====== INPUT
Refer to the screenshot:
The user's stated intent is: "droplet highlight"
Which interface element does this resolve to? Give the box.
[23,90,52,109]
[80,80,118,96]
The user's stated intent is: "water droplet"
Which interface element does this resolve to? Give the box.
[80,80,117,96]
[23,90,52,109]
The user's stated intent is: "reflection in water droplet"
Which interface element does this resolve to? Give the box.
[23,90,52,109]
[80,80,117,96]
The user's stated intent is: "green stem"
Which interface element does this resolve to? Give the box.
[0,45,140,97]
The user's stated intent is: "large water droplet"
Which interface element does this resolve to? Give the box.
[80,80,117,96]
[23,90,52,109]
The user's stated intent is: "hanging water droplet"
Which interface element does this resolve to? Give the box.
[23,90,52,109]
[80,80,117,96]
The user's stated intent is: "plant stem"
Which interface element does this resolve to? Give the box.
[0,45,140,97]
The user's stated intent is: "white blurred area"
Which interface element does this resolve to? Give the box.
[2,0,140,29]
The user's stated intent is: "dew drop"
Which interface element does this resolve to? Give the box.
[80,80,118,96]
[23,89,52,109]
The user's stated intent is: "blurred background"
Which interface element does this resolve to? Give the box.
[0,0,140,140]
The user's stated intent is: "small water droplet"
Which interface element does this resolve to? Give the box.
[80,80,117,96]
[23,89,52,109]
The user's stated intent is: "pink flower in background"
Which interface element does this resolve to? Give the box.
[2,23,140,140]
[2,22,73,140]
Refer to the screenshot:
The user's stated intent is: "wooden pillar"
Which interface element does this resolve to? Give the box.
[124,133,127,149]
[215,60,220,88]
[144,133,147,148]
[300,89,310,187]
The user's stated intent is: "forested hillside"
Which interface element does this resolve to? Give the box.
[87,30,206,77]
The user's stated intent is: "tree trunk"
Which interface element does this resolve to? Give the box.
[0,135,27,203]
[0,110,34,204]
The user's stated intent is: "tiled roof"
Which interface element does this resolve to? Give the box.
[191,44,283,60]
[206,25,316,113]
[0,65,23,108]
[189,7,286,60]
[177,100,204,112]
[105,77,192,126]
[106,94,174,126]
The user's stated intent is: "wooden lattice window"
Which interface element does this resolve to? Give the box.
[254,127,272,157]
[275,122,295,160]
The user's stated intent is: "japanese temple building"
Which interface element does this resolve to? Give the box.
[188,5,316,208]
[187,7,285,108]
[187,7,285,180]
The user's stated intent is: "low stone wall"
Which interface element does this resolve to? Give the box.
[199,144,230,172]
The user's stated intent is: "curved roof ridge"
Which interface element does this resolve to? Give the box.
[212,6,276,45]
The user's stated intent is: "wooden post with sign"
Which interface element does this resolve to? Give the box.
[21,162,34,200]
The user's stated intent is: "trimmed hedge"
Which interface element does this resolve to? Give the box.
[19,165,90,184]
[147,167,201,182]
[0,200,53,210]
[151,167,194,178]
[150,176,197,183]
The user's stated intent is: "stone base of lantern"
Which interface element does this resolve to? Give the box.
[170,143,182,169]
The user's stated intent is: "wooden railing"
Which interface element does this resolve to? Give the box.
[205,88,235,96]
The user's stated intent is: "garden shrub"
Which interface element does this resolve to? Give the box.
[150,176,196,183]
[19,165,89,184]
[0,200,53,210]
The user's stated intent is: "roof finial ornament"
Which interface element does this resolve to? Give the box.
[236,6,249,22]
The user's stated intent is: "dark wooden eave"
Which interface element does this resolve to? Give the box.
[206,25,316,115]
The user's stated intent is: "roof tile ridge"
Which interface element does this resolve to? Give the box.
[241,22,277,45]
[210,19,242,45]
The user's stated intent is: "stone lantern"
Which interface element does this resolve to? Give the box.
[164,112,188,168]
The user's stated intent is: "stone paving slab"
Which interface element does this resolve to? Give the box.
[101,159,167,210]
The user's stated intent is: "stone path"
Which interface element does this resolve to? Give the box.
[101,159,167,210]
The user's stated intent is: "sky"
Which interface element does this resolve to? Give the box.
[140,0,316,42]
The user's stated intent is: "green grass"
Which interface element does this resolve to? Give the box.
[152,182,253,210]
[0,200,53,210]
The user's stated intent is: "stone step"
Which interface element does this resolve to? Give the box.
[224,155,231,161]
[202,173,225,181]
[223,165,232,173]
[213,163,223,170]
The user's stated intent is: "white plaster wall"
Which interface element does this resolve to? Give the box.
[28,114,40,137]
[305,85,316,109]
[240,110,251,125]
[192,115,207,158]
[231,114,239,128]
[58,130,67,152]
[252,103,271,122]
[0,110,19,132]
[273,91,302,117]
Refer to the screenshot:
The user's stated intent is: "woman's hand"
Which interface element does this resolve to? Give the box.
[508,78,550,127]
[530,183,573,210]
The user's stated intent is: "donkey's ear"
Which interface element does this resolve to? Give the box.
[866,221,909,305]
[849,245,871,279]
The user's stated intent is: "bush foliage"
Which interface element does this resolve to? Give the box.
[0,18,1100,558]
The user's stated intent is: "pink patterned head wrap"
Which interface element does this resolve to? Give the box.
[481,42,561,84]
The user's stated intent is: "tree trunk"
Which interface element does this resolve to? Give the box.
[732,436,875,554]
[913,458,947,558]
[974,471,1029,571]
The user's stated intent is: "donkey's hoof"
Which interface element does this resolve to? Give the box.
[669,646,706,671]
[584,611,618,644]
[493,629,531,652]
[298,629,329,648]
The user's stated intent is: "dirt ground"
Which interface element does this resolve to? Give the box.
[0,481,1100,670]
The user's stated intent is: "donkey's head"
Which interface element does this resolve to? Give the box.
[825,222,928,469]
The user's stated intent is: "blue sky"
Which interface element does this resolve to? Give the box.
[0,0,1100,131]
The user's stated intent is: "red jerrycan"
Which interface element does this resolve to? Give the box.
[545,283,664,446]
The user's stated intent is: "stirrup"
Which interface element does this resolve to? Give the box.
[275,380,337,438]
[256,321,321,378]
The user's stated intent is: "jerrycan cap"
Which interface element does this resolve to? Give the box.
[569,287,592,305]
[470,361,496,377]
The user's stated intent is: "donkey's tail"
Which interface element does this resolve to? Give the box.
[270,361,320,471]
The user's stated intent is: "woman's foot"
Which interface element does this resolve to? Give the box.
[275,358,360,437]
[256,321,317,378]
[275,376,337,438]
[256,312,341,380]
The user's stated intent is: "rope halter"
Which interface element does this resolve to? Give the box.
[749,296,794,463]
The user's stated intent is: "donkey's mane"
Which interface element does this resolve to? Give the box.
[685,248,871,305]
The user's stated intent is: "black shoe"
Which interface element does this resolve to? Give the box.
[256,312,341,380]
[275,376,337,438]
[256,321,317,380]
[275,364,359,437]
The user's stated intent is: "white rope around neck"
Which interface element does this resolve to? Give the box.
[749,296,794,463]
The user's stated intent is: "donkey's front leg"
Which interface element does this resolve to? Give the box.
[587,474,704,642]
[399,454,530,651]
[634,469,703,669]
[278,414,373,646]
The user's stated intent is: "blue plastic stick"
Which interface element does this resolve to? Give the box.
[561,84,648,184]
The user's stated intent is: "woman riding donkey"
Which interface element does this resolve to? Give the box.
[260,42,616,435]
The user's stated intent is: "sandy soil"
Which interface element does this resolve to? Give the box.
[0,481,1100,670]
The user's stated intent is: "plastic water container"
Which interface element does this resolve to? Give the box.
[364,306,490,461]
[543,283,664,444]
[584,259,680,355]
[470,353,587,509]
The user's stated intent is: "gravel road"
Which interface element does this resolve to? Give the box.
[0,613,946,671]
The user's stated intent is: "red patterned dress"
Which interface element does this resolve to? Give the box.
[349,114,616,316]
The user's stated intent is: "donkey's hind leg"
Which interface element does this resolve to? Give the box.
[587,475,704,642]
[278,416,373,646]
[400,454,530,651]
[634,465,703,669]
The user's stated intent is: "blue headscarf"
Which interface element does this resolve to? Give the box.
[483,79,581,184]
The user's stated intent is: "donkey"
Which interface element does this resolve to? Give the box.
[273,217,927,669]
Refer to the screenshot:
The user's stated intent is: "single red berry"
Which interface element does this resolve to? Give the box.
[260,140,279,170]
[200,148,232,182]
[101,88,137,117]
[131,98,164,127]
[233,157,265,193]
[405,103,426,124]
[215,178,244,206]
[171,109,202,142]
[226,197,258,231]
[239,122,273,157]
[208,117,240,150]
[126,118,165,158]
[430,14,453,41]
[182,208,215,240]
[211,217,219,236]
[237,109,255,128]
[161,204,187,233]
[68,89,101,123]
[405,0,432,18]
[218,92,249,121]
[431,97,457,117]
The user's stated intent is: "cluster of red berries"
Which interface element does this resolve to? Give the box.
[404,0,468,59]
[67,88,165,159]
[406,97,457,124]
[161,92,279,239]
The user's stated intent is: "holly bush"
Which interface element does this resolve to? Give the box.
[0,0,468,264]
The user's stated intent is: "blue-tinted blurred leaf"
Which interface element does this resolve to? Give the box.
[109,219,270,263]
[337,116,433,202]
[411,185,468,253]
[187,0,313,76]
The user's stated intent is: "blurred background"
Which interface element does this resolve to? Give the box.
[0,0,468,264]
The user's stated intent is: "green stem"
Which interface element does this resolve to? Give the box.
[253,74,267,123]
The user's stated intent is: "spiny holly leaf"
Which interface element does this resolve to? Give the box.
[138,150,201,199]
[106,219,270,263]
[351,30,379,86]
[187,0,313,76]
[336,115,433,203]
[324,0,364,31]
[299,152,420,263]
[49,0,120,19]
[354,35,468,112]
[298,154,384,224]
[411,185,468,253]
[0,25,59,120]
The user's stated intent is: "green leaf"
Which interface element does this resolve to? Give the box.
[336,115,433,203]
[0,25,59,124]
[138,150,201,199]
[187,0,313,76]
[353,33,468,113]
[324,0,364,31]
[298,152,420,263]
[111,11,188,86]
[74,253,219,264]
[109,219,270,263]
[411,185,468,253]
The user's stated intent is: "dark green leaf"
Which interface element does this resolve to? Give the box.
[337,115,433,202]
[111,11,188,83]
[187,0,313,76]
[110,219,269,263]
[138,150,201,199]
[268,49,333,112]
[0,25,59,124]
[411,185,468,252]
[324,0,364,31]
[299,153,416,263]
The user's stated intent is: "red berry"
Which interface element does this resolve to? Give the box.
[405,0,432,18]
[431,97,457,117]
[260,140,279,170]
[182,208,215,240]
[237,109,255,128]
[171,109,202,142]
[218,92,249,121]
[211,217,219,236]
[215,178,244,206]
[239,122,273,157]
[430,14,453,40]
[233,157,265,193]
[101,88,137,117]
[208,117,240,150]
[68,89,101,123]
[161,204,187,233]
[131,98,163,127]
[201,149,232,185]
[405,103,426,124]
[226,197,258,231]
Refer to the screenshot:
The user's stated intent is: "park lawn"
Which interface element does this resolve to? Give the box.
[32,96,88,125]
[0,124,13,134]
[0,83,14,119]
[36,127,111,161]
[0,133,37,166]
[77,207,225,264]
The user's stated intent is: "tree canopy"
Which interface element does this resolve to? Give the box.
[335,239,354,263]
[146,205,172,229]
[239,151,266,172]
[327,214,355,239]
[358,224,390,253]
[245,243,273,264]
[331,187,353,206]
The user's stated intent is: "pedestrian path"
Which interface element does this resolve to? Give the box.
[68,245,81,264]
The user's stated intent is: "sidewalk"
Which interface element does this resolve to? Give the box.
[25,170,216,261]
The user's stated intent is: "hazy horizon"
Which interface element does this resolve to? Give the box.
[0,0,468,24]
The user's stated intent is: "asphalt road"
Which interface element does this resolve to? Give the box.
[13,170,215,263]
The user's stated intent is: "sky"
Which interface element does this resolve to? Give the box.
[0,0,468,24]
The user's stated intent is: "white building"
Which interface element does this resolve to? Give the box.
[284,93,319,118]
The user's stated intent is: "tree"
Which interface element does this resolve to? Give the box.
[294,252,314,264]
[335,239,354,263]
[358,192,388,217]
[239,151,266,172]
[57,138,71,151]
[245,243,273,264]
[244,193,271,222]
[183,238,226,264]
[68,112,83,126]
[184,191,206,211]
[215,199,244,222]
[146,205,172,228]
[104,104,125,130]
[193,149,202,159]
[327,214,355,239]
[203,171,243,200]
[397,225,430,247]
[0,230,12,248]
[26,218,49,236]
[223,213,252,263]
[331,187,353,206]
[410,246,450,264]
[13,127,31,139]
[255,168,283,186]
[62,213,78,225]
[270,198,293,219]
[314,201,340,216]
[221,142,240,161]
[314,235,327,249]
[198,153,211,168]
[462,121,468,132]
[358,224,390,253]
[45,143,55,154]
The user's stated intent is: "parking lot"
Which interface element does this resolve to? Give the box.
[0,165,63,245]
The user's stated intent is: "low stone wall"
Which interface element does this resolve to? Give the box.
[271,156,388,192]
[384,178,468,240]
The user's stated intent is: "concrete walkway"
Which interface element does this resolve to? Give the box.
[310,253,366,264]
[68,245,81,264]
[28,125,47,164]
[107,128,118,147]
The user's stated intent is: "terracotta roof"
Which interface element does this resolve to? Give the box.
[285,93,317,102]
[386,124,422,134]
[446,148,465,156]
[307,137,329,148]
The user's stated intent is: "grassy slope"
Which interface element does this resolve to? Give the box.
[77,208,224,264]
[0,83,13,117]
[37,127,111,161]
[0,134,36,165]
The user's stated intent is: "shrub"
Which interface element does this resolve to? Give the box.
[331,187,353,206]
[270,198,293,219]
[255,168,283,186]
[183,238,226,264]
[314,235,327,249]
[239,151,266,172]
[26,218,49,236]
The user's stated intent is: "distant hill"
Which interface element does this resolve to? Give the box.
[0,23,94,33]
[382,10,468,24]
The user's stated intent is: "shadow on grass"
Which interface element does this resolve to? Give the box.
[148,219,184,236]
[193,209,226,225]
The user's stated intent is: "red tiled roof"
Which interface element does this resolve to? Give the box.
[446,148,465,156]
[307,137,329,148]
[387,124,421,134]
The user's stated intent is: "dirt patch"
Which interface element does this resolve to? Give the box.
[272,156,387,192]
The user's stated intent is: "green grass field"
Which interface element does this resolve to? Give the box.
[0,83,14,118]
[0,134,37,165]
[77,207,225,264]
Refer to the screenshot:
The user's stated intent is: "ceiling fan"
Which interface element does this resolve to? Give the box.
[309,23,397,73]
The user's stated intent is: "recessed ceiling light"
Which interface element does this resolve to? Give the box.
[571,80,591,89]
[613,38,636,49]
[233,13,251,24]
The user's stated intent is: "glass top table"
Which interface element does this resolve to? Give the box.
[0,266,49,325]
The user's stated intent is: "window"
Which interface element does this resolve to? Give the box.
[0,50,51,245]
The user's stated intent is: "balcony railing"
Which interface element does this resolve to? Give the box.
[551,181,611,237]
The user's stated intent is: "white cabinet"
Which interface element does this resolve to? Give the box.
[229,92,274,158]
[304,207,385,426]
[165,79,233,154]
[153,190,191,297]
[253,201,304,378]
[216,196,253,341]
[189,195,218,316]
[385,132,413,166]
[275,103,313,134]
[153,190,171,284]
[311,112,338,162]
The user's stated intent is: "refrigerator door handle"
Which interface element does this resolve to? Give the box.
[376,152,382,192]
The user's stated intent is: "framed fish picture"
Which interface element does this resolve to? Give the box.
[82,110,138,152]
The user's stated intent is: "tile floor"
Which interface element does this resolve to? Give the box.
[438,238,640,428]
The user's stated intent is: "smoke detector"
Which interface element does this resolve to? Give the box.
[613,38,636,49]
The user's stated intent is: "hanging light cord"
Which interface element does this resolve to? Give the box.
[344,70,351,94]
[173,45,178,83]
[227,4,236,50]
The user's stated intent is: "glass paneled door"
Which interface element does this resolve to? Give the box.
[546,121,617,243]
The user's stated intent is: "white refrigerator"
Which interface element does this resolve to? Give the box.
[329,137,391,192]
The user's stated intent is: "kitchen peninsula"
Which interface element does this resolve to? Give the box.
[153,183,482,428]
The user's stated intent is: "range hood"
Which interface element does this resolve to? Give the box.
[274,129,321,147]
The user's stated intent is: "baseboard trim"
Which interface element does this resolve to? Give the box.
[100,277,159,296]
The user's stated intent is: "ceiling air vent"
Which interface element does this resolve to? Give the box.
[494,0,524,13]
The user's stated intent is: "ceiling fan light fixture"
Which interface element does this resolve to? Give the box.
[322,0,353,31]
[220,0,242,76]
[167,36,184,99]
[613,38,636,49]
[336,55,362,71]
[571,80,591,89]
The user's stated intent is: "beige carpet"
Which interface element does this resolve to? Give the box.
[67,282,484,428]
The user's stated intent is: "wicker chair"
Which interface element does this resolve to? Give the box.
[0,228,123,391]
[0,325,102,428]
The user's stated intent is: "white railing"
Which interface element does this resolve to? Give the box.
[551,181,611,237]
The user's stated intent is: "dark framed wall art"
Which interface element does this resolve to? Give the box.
============
### WHAT IS REQUIRED
Return every line of the items above that holds the string "dirt", matching case exactly.

### RESULT FOR THIS TASK
The user's stated intent is: "dirt ground"
The user's stated intent is: "dirt patch"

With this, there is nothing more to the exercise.